--- Brief ---
All lines from the one holding "Target: stem" down to the last line of the entries are to be reproduced exactly, with no other lines.

--- Data records ---

- Opening Delimiter -

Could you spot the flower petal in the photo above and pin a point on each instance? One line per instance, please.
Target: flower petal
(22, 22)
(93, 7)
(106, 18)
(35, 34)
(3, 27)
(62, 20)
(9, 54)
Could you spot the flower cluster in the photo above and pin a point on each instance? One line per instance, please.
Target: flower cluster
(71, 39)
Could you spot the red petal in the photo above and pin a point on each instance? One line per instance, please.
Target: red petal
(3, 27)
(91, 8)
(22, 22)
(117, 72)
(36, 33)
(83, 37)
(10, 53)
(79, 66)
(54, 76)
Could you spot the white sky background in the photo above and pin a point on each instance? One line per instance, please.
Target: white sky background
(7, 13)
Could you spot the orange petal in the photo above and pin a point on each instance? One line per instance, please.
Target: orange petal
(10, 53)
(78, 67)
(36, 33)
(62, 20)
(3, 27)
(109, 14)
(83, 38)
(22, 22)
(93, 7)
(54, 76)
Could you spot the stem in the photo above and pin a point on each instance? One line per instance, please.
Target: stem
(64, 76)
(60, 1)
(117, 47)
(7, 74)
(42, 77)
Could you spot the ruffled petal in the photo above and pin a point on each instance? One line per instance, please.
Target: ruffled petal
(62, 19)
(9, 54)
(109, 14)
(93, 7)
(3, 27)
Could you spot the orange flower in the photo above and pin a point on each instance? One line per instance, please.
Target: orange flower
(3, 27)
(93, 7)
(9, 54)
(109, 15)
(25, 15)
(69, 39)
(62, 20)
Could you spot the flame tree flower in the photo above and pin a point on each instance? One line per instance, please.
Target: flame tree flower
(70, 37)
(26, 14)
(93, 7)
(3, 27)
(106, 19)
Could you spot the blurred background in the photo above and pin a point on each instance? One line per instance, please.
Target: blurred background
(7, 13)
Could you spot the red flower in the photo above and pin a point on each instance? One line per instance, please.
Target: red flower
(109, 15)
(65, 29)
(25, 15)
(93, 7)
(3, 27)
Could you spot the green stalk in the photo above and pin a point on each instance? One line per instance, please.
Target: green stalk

- Closing Delimiter -

--- Solved problem ---
Target: stem
(64, 76)
(60, 1)
(117, 47)
(7, 74)
(42, 77)
Could you spot the ruffled petal in the photo above and pin a point on each instance? One line per instance, please.
Target: ruffled petal
(62, 19)
(9, 54)
(109, 14)
(93, 7)
(3, 27)
Could you spot the orange flower in the photo above and pin a point on each instance? One line per instance, please.
Target: orange flower
(3, 27)
(93, 7)
(9, 54)
(109, 15)
(25, 15)
(69, 39)
(62, 20)
Could you spot the flame tree flower in the photo above and pin a point on each instance? One line per instance, please.
Target: flame tree flower
(70, 37)
(26, 14)
(93, 7)
(3, 27)
(106, 19)
Could you spot the blurred background in the photo above and pin a point on each instance? One line per instance, please.
Target: blurred background
(7, 13)
Could you spot the red flower in the photo above and pin a point on each instance? One line per instance, please.
Target: red flower
(109, 15)
(65, 29)
(25, 15)
(93, 7)
(3, 27)
Could you spot the green stalk in the photo above and pin a point on each instance? One line per instance, please.
Target: green stalk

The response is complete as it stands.